MATERIAL TO PROCESS →
· · · · · · ·

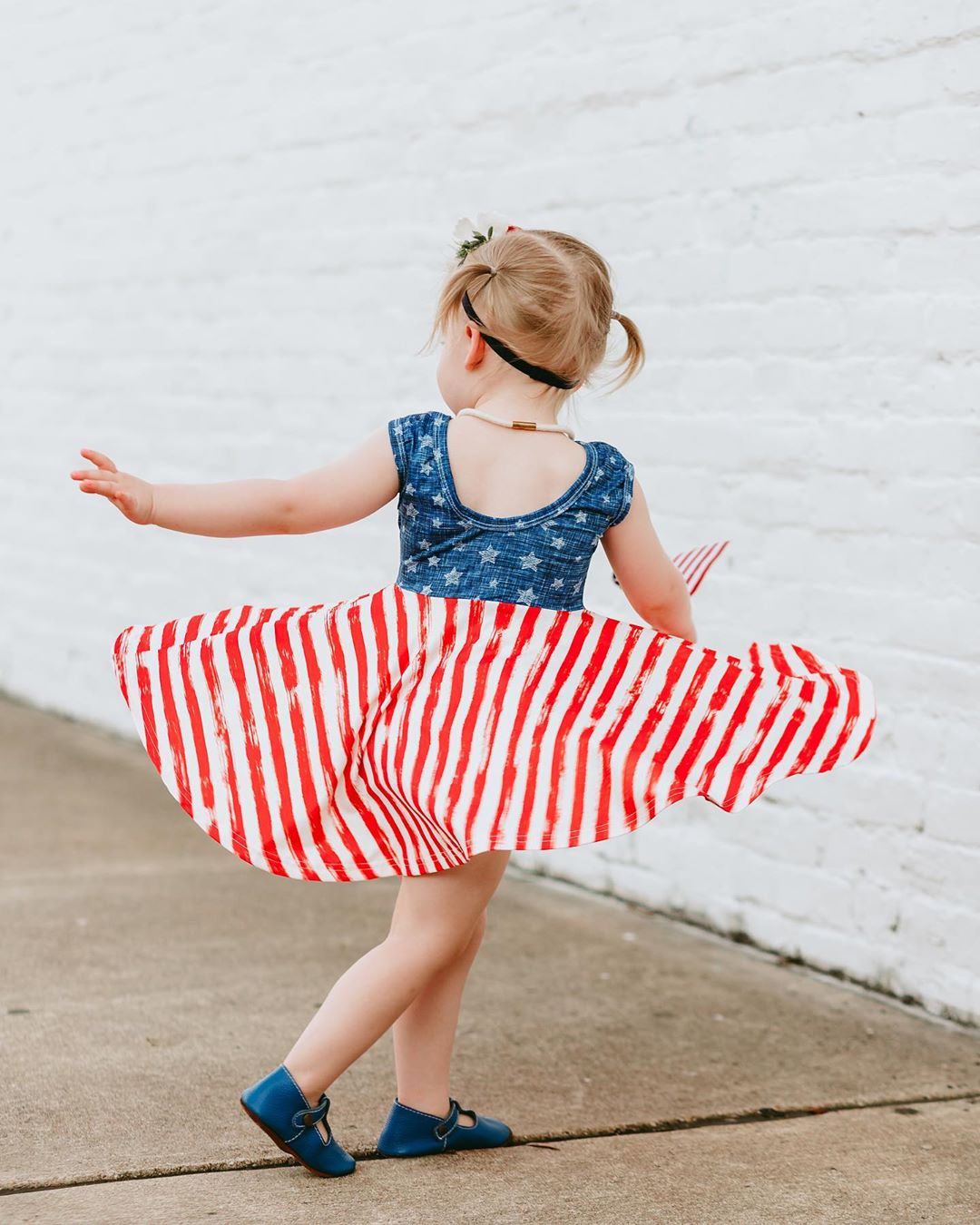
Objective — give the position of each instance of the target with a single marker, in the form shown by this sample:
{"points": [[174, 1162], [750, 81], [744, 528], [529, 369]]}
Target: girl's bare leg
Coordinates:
{"points": [[431, 926], [426, 1032]]}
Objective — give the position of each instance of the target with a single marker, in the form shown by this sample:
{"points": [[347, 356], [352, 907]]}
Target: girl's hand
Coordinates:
{"points": [[129, 494]]}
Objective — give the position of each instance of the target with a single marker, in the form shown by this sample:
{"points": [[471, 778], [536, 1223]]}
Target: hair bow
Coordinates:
{"points": [[472, 234]]}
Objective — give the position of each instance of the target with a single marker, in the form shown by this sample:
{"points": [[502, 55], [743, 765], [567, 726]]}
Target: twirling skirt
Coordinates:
{"points": [[398, 734]]}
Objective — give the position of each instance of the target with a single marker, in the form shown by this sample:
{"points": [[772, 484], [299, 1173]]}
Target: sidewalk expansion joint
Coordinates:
{"points": [[760, 1115]]}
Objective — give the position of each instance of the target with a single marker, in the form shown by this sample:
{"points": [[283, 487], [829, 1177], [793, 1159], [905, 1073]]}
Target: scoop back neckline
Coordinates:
{"points": [[507, 521]]}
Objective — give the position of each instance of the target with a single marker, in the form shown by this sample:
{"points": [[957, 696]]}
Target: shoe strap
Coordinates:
{"points": [[446, 1124], [311, 1116]]}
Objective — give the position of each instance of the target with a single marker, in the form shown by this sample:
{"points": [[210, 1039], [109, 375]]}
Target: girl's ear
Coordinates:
{"points": [[475, 348]]}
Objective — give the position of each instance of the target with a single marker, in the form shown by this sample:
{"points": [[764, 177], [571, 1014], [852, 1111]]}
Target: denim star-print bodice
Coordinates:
{"points": [[542, 557]]}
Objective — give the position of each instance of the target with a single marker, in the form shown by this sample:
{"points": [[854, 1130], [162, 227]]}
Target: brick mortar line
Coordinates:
{"points": [[760, 1115]]}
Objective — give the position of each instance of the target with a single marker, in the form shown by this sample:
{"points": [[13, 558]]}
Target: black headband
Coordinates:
{"points": [[501, 350]]}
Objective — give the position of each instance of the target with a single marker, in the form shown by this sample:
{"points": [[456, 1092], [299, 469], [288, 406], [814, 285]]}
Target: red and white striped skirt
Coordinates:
{"points": [[398, 734]]}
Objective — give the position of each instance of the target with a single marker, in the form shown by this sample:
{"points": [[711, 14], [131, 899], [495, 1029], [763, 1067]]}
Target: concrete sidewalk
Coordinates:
{"points": [[651, 1072]]}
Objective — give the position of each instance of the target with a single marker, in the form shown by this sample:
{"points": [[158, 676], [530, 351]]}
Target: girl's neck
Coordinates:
{"points": [[510, 406]]}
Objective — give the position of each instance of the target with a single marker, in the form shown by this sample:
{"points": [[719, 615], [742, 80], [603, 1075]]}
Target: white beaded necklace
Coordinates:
{"points": [[518, 426]]}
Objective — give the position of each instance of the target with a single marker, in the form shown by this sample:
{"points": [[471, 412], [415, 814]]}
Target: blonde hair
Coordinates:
{"points": [[546, 296]]}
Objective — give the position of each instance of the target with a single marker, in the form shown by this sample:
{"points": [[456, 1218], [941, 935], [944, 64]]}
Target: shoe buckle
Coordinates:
{"points": [[450, 1121], [312, 1115]]}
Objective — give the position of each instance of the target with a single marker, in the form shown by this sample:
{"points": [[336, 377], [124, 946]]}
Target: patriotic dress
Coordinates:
{"points": [[473, 703]]}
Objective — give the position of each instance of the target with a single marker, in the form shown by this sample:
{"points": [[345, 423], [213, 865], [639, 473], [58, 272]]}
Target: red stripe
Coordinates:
{"points": [[402, 752], [804, 697], [508, 773], [612, 737], [682, 650], [252, 750], [287, 818], [120, 648], [304, 769], [749, 755], [458, 708], [431, 697], [406, 836], [220, 731], [468, 741], [322, 741], [198, 729], [583, 690], [146, 699], [850, 718], [678, 725], [350, 757], [735, 723], [504, 615], [717, 702], [394, 786], [174, 732], [546, 713]]}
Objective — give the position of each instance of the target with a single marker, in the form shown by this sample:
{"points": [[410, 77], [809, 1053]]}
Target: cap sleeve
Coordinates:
{"points": [[399, 435], [625, 490]]}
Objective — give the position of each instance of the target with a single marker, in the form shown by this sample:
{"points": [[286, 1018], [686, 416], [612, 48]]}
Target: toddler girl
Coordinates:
{"points": [[473, 706]]}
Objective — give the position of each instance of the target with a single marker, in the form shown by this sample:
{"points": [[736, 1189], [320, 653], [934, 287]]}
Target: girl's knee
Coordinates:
{"points": [[431, 944]]}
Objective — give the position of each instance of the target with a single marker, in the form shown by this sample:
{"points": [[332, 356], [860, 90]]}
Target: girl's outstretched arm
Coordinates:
{"points": [[650, 580], [353, 486]]}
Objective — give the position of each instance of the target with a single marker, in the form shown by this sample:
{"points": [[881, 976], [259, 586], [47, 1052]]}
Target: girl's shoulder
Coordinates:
{"points": [[612, 480], [413, 430]]}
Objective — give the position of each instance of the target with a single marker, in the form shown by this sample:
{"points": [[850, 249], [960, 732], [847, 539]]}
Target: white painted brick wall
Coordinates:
{"points": [[222, 230]]}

· · · · · · ·

AIM OF THE EXERCISE →
Retype the whole listing, keeping every line identical and omitting all pictures.

RESULT →
Objective — give the position of each instance of the target with a single marker, in the form shown by this sample:
{"points": [[174, 1162], [750, 81], [744, 528], [529, 369]]}
Target: girl's bare leg
Coordinates:
{"points": [[431, 926], [426, 1032]]}
Objective — give the position of each instance of the target with a single marker, in the form shown by this sample:
{"points": [[347, 356], [352, 907]]}
Target: girl's hand
Coordinates:
{"points": [[129, 494]]}
Objective — give the position of each instance of the target with a single marker, in the form shown by this sample:
{"points": [[471, 778], [536, 1223]]}
Target: hair bow
Coordinates:
{"points": [[472, 234]]}
Objective — give the position of each instance of the target with a single marker, in the form shown by this sample:
{"points": [[502, 55], [743, 765], [567, 726]]}
Target: twirling skirt
Coordinates:
{"points": [[398, 734]]}
Objective — give the position of each instance of the target with a single marker, in the form shown by this sample:
{"points": [[772, 484], [299, 1173]]}
Target: sidewalk expansion joint
Coordinates:
{"points": [[760, 1115]]}
Objective — give the position of each instance of the target with a single marker, in the form shown by this sample:
{"points": [[283, 487], [829, 1177], [793, 1159], [905, 1073]]}
Target: scoop back neckline
Coordinates:
{"points": [[507, 521]]}
Objective — give the position of each instance of the target with a single marker, in the form shown by this sample:
{"points": [[957, 696]]}
Target: shoe strap
Coordinates:
{"points": [[446, 1124], [311, 1116]]}
Objective — give the position of each instance of the target with a single marker, in the form shown by this sample:
{"points": [[210, 1039], [109, 375]]}
Target: girl's ear
Coordinates:
{"points": [[475, 348]]}
Objective — give the position of each instance of the target with a single marker, in the form shown by this sample:
{"points": [[764, 177], [571, 1014], [852, 1111]]}
Target: denim star-print bodice
Coordinates:
{"points": [[542, 557]]}
Objective — give the position of each instance of the target with a single marker, in the form shown by this sample:
{"points": [[854, 1130], [162, 227]]}
Target: brick mortar line
Coordinates:
{"points": [[760, 1115]]}
Objective — give the position of each instance of the target with a single marker, in the form shown by this sample:
{"points": [[13, 558]]}
Target: black headband
Coordinates:
{"points": [[501, 350]]}
Objective — give the position of each instance of the target with a single marker, in the form shown by this sample:
{"points": [[456, 1092], [299, 469], [288, 406], [814, 285]]}
Target: red and white striped skirt
Coordinates:
{"points": [[398, 734]]}
Objective — give the position of each instance of the target with a single marker, in the form shown by this sample:
{"points": [[711, 14], [131, 899], [495, 1029], [763, 1067]]}
Target: concrete sidewalk
Coordinates:
{"points": [[651, 1072]]}
Objective — give the position of each instance of the target with a single marker, in the form shown by this sample:
{"points": [[158, 676], [530, 351]]}
Target: girl's neck
Coordinates:
{"points": [[510, 406]]}
Objective — give the position of each instance of the target with a single marker, in the form shown by this sample:
{"points": [[719, 615], [742, 80], [603, 1075]]}
Target: white beaded necklace
Coordinates:
{"points": [[518, 426]]}
Objective — give the position of each instance of the target with a single marker, in the form shown by this sample:
{"points": [[471, 412], [415, 814]]}
Target: blonde hair
Coordinates:
{"points": [[546, 296]]}
Objective — give the position of each instance of the target with a single marker, in the form shown by this sample:
{"points": [[456, 1218], [941, 935], [944, 64]]}
Target: shoe buckle
Coordinates:
{"points": [[450, 1121], [312, 1115]]}
Objective — give the position of each instance of the target with a single marker, in the form shown by this sample:
{"points": [[336, 377], [124, 946]]}
Target: patriotic dress
Coordinates:
{"points": [[473, 703]]}
Objective — give the position of each instance of the target with a single marker, in the form shown by this sample:
{"points": [[345, 423], [213, 865], [639, 473], [58, 272]]}
Target: red stripe
Coordinates:
{"points": [[402, 752], [804, 697], [508, 773], [612, 737], [682, 650], [252, 750], [287, 818], [120, 648], [304, 769], [749, 755], [458, 708], [431, 697], [406, 836], [220, 731], [468, 741], [322, 741], [198, 729], [583, 690], [146, 699], [850, 718], [678, 725], [350, 757], [735, 723], [504, 615], [717, 702], [394, 786], [174, 732], [546, 713]]}
Objective — give the position of each instance of the target with a single marker, in the form shown by this sample:
{"points": [[410, 77], [809, 1053]]}
Target: cap sleeve
Coordinates:
{"points": [[399, 435], [625, 490]]}
Objective — give the position of each instance of the target with a single marker, in the form shown by this sample:
{"points": [[286, 1018], [686, 416], [612, 48]]}
Target: toddler girl
Coordinates:
{"points": [[473, 706]]}
Objective — give the position of each instance of the target with a single marker, in the form shown by this sample:
{"points": [[736, 1189], [320, 653], [934, 287]]}
Target: girl's knee
Coordinates:
{"points": [[431, 944]]}
Objective — give the position of each instance of the target with a single marker, in the form shown by this sample:
{"points": [[332, 356], [860, 90]]}
Target: girl's outstretched arm
Coordinates:
{"points": [[650, 580], [353, 486]]}
Objective — give the position of each instance of the target with a single marker, in the form shown by this sample:
{"points": [[881, 976], [259, 586], [47, 1052]]}
Target: girl's shoulder
Coordinates:
{"points": [[612, 480], [413, 430]]}
Objective — give the position of each instance of the target with a single marker, in the form shown by this sample:
{"points": [[850, 249], [960, 732], [847, 539]]}
Target: white painted brick wall
Coordinates:
{"points": [[222, 230]]}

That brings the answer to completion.